OBJECTIVE
Transcribe each of the records below exactly, excluding all pictures.

*-*-*

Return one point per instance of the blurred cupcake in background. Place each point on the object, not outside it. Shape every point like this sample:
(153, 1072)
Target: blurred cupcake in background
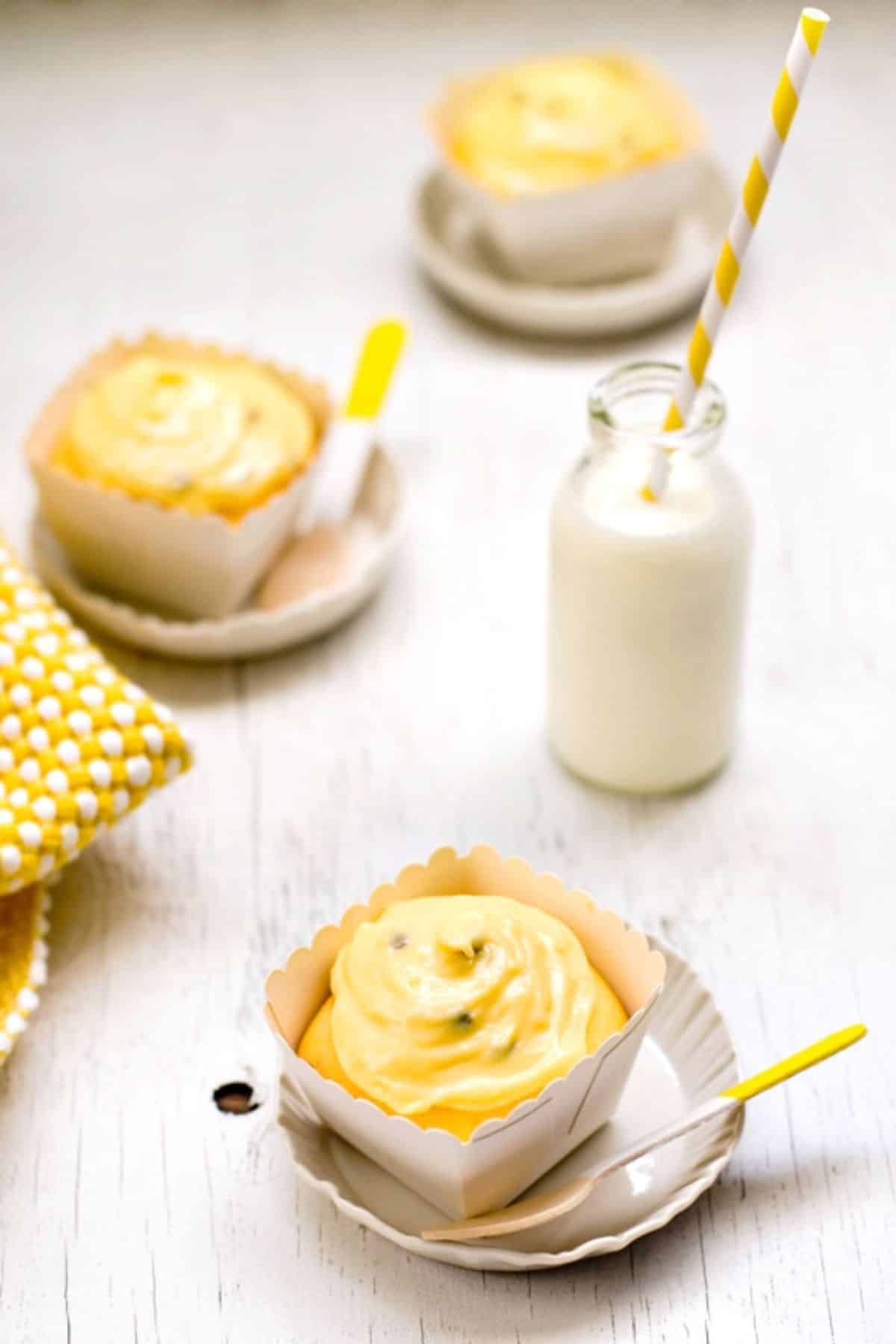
(574, 167)
(172, 473)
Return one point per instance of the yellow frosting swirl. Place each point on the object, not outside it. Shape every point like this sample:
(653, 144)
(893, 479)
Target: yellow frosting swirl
(455, 1008)
(561, 121)
(198, 433)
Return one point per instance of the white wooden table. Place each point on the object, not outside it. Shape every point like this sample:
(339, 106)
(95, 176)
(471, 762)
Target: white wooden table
(242, 171)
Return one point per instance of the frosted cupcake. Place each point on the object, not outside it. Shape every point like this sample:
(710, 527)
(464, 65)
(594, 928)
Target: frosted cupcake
(453, 1009)
(467, 1027)
(172, 473)
(574, 166)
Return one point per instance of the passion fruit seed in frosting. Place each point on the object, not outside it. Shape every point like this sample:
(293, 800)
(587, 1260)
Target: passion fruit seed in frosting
(202, 435)
(467, 1003)
(561, 121)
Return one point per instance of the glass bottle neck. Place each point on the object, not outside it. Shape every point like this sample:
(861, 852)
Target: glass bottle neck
(626, 410)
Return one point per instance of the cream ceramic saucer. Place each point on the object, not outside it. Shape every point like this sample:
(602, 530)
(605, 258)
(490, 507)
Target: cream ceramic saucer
(687, 1057)
(371, 534)
(457, 261)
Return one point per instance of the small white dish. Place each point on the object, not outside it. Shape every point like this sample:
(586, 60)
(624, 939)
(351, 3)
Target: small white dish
(457, 258)
(373, 535)
(687, 1057)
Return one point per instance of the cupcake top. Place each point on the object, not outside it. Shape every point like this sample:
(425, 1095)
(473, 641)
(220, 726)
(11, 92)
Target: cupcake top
(198, 432)
(561, 121)
(467, 1003)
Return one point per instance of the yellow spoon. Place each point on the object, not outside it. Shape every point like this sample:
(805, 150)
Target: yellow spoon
(543, 1209)
(351, 437)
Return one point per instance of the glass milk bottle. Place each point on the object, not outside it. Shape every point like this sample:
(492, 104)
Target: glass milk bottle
(647, 598)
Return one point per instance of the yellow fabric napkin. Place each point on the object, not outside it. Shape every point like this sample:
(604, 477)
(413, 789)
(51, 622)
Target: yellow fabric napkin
(23, 960)
(80, 745)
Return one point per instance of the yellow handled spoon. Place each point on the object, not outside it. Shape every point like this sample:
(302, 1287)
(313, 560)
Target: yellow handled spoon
(543, 1209)
(351, 437)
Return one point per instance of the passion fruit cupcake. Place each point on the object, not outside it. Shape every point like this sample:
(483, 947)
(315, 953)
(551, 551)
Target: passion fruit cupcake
(574, 166)
(172, 472)
(467, 1027)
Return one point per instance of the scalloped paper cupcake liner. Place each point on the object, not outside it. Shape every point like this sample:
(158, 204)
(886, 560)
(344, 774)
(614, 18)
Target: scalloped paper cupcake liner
(23, 960)
(180, 562)
(503, 1156)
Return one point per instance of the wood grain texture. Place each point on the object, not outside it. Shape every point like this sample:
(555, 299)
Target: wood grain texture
(242, 172)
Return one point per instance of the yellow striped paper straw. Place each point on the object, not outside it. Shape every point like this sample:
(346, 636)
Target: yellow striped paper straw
(808, 37)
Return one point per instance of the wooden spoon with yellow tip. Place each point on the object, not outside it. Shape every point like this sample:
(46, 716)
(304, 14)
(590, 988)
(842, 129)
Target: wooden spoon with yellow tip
(543, 1209)
(319, 558)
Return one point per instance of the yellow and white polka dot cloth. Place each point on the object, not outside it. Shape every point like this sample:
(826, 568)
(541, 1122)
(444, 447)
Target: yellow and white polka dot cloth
(80, 745)
(23, 960)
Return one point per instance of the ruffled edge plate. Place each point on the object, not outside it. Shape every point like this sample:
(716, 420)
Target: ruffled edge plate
(374, 534)
(452, 255)
(688, 1055)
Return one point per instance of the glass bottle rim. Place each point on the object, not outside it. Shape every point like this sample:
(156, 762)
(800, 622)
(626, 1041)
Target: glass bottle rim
(659, 378)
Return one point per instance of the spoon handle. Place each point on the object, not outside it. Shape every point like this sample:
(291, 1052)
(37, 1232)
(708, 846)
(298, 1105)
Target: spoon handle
(786, 1068)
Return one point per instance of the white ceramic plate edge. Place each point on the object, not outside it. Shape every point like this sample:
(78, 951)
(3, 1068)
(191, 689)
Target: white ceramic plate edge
(243, 635)
(603, 309)
(479, 1256)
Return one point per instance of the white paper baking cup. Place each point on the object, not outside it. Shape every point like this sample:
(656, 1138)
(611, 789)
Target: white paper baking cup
(601, 231)
(183, 564)
(503, 1156)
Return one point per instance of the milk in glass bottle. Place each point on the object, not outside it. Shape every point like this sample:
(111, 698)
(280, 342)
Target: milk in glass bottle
(647, 597)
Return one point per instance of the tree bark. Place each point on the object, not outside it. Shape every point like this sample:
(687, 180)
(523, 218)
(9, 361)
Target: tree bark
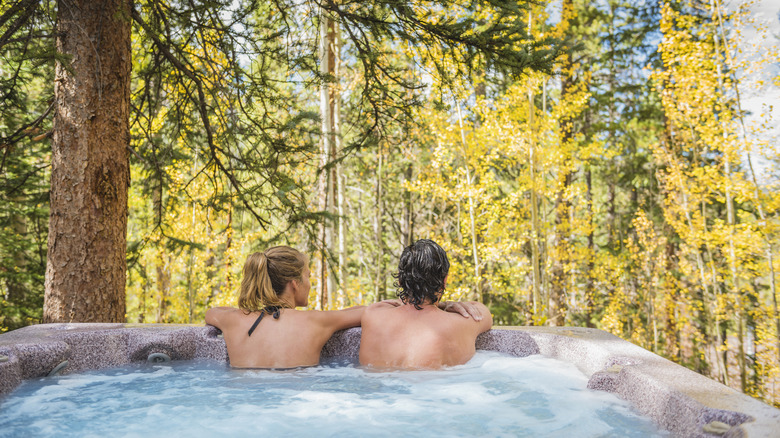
(86, 267)
(560, 261)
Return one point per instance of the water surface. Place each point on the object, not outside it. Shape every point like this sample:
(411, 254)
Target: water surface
(492, 395)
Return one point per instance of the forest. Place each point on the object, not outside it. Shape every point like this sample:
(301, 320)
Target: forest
(583, 163)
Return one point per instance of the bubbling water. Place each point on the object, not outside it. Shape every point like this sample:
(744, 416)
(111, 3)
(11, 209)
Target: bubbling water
(492, 395)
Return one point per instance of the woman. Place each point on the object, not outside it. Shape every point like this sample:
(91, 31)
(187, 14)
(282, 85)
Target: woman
(266, 331)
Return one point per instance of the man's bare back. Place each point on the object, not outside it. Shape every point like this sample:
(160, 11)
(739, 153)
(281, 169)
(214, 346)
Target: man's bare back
(409, 338)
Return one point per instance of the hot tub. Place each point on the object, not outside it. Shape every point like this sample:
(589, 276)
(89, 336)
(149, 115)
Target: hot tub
(679, 400)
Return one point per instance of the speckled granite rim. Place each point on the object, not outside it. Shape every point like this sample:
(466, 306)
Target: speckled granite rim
(679, 400)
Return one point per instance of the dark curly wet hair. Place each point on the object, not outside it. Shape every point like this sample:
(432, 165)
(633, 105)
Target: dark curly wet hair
(421, 273)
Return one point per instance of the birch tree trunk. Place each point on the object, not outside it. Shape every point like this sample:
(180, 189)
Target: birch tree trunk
(86, 267)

*-*-*

REPLY
Return one point per instance of the blurred cupcake in background. Place each point on the object, not outside it. Shape every point like this sample:
(153, 1072)
Target: blurred cupcake in background
(574, 167)
(172, 473)
Return one point per instance of the yellow frosting swirl. Place each point on the object, not outside it. Shape every point like this sample:
(653, 144)
(893, 479)
Target: yellow frosting swirl
(455, 1008)
(561, 121)
(198, 433)
Return one point per instance of the white wooden table. Place each point on the object, not outside it. Shape every point like this sample:
(339, 106)
(95, 176)
(471, 762)
Target: white wooden table
(242, 171)
Return one point per instance of the frosted cupcake. Place each point on the object, not outside it. Shape every point like this sample:
(710, 527)
(464, 65)
(594, 928)
Target: frosted cupcake
(453, 1009)
(467, 1027)
(172, 473)
(574, 166)
Return one point per instance of the passion fruit seed in frosting. Place each point on the object, not outside it. Shape every point like this sample:
(293, 800)
(587, 1260)
Target: passion fruit seed in frosting
(202, 435)
(467, 1003)
(561, 121)
Return one point per instance of the glass bottle neck. Place each point on the object, not outside it. Shape every point like this sample:
(861, 852)
Target: glass bottle neck
(626, 410)
Return one point per instance of the cream ceramic saucer. Place each point on the object, not outside it. Shape every point like this sample:
(602, 530)
(605, 258)
(490, 507)
Target: cream ceramic saucer
(687, 1057)
(371, 534)
(457, 261)
Return one point per instance of the small white dish. Place each point on the object, not outside it. Shape every point like this sample:
(586, 60)
(624, 939)
(351, 3)
Target: small white dish
(457, 258)
(373, 535)
(687, 1057)
Return one point per instance of the cupcake top. Place each point on the object, not outside it. Shape every point like this sample:
(425, 1095)
(473, 641)
(220, 726)
(11, 92)
Target: cupcake top
(198, 432)
(561, 121)
(467, 1003)
Return one point per instance of the yellow spoon. Place each point on the object, not outside it. Shape every point like this sample:
(805, 150)
Target: yellow spoon
(543, 1209)
(351, 437)
Return one point per instance of the glass milk bottle. Place each point on the object, not outside it. Shape every point like this sample:
(492, 104)
Target: glass milk bottle
(647, 598)
Return one point per instance of the yellow fabric napkin. Place each point on the object, not outside it. Shape every point like this sample:
(604, 477)
(413, 789)
(51, 622)
Target: yellow fabric napkin
(23, 960)
(80, 745)
Return one point per instance of the yellow handled spoon. Place each point on the object, not outside it. Shape every point like this sample:
(302, 1287)
(313, 560)
Target: yellow handled spoon
(543, 1209)
(351, 437)
Return one point per instance of the passion fruit cupcake. Place each point on the object, not outside it. Shape every point like this sample:
(483, 947)
(315, 953)
(551, 551)
Target: passion fruit cupcake
(574, 166)
(172, 472)
(467, 1027)
Return one point per instance of the scalloped paper cupcake liner. Place each point on the object, not outside it. Shape every point like this sample:
(158, 204)
(886, 560)
(344, 774)
(614, 18)
Target: scalloped paper cupcake liner
(23, 960)
(180, 562)
(503, 1156)
Return one point per instance of the wood grain texture. Place each point on the object, not outside it. Shape every point like this sample:
(555, 299)
Target: wood grain texture
(242, 172)
Return one point per instance of the yellow striped paper straw. Place each point on the object, not outside it. Shape every point like this sample:
(346, 636)
Target: yellow striped paper straw
(808, 37)
Return one point per instance of the wooden spoon with yellow tip. Place each point on the object, not outside it. Shape every point like this sample:
(46, 716)
(304, 14)
(590, 988)
(842, 129)
Target: wooden spoon with yellow tip
(543, 1209)
(319, 558)
Return one point per instance of the yellow and white polka dot cloth. Place each point on the object, not outside it. Shape every point like this sample:
(826, 568)
(541, 1122)
(444, 447)
Target: yellow and white polka dot cloth
(80, 745)
(23, 960)
Return one point per instance of the ruffled edge plate. Place each point on the object, not outside it. Shape every point like this sample:
(716, 420)
Target: ruffled edge plate
(374, 534)
(452, 255)
(688, 1055)
Return one point per instance of the glass bottle rim. Place each point on the object, not outside it. Shape every point like this sample:
(156, 762)
(800, 622)
(626, 1041)
Target: glass bottle rim
(659, 378)
Return one point per instance of the spoon handle. Place each point on the object, not outside it. Shape every point like this sample:
(291, 1052)
(37, 1232)
(708, 846)
(298, 1105)
Target: spoon handle
(786, 1068)
Return one point per instance of the white ceramic plate edge. Place each point on the object, not outside it. Shape every point like this sample:
(78, 951)
(3, 1068)
(191, 689)
Target: white ceramic plate edge
(243, 635)
(603, 309)
(479, 1256)
Return one point per instance of the white paper baking cup. Place each point on the object, not outside it. Shape every point like this sample:
(656, 1138)
(611, 789)
Target: white paper baking cup
(601, 231)
(183, 564)
(503, 1156)
Return one point per instance of the milk in glass bottle. Place each point on the object, not outside it. Shape every point like this sample:
(111, 698)
(280, 342)
Target: milk in glass bottle
(647, 597)
Return one point per instance of the tree bark. Place each point on the object, not outside it. Shape every point like this sample:
(687, 180)
(523, 218)
(9, 361)
Target: tree bark
(86, 267)
(560, 261)
Return one point per instance of the water surface. Place each point on the object, not outside it. Shape every point like this sample:
(411, 254)
Target: water surface
(492, 395)
Return one point per instance of the forest. Place each point on the object, not outside it. Shape every point like this sample:
(301, 320)
Target: forest
(583, 163)
Return one point per instance of the bubbling water. Place each point on the object, not outside it. Shape every point like this sample:
(744, 416)
(111, 3)
(11, 209)
Target: bubbling water
(492, 395)
Return one point per instance of the woman. Place each point on the object, not outside it. Shape every point like this sample:
(91, 31)
(187, 14)
(282, 85)
Target: woman
(266, 331)
Return one point per instance of the man's bare back. Place each point on the object, not outside it. Shape every point like this sample:
(160, 11)
(739, 153)
(281, 169)
(214, 346)
Target: man's bare back
(409, 338)
Return one point per instance of the hot tub. Place each point on the object, not outside it. Shape every point like this sample:
(589, 276)
(89, 336)
(149, 115)
Target: hot tub
(679, 400)
Return one point per instance of the speckled granite rim. Place each point on the object, not outside it. Shape every point like this sample:
(466, 306)
Target: speckled granite rim
(679, 400)
Return one point per instance of the dark curly wet hair. Place each point on the object, not outside it. Shape every point like this sample:
(432, 165)
(633, 105)
Target: dark curly wet hair
(421, 273)
Return one point per instance of the birch tree trunk. Place each point on the object, not outside it. Shape every point like this sample:
(180, 189)
Target: birch tree trunk
(86, 267)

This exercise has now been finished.